Records provided –
>>>

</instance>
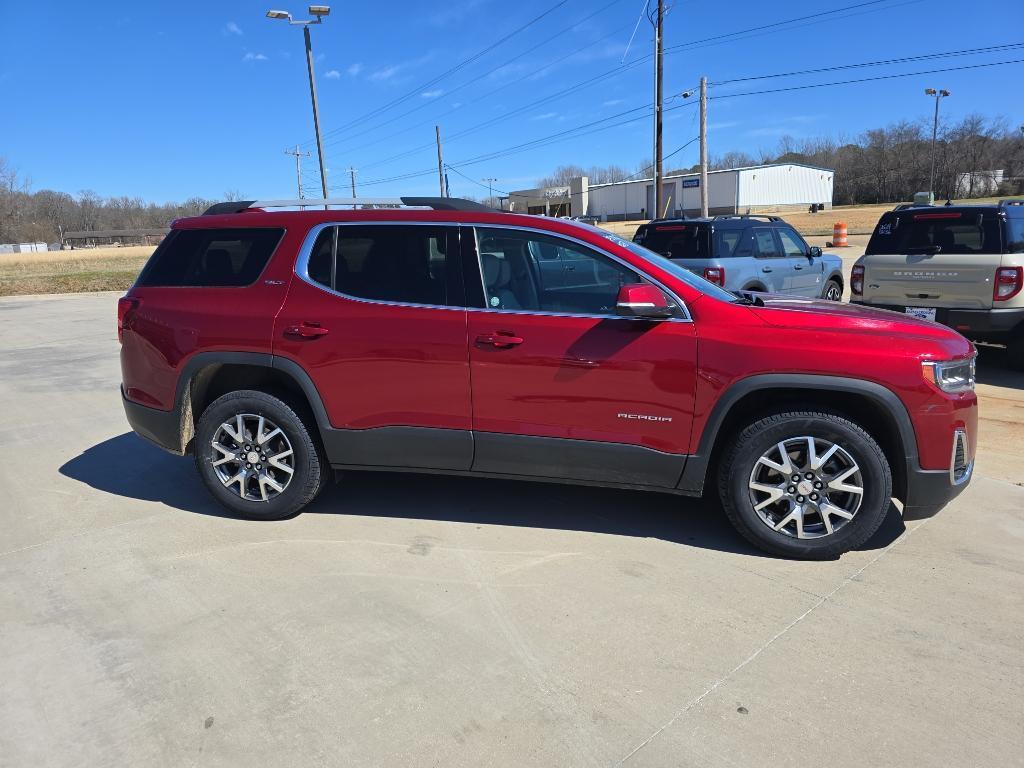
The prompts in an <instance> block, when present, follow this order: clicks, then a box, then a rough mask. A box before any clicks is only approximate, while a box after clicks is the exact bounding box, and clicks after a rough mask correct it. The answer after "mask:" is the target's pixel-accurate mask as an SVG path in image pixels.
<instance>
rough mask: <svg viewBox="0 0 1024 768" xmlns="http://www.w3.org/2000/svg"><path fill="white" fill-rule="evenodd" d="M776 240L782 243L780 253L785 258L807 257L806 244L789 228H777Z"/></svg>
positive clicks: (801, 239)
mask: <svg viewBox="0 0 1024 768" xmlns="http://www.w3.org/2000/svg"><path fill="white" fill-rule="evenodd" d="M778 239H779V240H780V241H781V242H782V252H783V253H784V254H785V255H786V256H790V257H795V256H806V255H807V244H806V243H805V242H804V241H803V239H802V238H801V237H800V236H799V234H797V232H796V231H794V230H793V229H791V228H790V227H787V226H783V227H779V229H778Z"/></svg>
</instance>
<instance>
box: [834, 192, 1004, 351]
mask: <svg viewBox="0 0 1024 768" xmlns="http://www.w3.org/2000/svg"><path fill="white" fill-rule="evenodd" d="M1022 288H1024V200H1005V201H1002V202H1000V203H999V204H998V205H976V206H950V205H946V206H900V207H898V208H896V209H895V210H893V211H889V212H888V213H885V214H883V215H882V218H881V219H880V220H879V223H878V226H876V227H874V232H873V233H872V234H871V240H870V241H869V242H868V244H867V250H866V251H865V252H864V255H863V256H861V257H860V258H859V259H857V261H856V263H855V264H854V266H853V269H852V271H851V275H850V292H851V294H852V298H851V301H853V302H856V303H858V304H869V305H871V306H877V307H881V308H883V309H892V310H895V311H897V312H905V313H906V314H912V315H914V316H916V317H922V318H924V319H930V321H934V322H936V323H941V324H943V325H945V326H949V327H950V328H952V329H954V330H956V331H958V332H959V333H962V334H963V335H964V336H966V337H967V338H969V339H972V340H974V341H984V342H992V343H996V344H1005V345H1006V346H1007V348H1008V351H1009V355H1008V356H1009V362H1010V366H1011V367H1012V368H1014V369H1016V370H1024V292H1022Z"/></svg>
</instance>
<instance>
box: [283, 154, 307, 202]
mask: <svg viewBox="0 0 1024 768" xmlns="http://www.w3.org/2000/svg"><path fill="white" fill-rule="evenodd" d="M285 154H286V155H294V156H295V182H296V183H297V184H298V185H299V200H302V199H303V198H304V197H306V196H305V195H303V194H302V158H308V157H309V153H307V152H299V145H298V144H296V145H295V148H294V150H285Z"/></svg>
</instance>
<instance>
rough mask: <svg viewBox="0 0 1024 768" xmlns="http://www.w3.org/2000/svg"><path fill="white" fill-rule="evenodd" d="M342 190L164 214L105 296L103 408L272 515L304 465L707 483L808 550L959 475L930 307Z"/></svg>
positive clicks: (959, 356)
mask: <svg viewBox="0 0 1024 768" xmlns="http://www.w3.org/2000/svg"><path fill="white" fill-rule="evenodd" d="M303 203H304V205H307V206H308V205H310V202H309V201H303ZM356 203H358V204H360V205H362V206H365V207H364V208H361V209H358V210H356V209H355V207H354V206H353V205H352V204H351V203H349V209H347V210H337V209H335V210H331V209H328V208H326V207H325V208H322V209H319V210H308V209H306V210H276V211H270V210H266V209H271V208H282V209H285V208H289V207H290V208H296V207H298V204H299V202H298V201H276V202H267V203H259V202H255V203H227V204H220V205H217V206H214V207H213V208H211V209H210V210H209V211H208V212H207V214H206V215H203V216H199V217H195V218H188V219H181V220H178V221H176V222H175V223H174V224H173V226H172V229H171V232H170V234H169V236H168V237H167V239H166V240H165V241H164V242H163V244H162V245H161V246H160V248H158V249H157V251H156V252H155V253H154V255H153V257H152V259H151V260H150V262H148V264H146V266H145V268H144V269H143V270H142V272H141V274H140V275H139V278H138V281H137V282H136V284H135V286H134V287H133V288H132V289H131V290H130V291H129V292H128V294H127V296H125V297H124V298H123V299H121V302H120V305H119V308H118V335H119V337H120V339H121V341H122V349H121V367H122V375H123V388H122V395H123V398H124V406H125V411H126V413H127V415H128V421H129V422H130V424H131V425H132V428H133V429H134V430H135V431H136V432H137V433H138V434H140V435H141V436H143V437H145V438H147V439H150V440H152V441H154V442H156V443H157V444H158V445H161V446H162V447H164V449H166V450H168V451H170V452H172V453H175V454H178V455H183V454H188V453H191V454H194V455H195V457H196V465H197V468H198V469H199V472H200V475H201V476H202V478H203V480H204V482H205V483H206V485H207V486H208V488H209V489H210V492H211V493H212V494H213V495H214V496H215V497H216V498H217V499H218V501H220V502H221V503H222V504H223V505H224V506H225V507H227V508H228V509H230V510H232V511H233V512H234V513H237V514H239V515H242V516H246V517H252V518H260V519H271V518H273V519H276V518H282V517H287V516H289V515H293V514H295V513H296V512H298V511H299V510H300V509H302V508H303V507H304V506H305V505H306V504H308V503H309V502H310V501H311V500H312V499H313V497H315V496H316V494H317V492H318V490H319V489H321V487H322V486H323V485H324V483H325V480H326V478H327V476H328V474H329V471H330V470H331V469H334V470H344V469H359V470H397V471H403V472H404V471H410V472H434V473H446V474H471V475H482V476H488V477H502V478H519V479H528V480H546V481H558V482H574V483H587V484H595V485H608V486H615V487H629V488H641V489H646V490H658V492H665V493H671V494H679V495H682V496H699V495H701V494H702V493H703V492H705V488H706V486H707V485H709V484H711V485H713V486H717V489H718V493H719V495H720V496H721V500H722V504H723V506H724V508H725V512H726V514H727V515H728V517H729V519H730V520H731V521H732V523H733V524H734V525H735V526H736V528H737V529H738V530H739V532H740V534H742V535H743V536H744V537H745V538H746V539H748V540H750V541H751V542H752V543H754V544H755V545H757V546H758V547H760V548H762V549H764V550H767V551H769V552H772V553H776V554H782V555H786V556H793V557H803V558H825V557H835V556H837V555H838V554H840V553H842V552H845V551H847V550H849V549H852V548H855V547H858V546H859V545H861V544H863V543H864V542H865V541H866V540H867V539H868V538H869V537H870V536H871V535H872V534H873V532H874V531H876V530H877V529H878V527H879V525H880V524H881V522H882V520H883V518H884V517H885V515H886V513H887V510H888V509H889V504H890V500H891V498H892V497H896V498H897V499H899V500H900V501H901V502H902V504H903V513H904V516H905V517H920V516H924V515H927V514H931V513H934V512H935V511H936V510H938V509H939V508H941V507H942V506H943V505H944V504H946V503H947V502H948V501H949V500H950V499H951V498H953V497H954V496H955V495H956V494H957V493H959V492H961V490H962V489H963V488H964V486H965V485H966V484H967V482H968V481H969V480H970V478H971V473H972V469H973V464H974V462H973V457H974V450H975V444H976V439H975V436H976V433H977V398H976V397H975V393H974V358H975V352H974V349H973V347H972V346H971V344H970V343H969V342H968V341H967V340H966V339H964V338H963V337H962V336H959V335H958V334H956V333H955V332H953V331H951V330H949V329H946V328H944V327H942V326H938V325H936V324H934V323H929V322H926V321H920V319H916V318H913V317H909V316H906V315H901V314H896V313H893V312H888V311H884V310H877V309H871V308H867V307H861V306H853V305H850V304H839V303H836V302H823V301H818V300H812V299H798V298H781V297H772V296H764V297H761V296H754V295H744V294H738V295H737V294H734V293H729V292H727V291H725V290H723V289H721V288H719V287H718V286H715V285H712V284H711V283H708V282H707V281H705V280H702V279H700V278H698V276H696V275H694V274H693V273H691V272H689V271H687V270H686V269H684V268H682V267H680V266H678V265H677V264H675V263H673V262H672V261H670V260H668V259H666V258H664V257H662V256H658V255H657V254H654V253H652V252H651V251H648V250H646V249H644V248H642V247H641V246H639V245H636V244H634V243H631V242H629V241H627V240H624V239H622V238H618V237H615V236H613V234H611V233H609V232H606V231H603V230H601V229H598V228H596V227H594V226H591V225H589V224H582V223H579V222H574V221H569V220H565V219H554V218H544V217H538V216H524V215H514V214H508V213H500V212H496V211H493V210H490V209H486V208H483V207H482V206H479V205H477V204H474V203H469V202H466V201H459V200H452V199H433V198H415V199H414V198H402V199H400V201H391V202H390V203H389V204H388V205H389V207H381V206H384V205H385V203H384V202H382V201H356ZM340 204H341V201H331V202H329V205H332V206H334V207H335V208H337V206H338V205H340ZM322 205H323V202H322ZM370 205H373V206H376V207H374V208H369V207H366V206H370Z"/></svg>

<<<

To-do item – Count the lines in the entries above that contain the string "clicks", treating case as significant. Reply with the number alone.

Worked solution – 3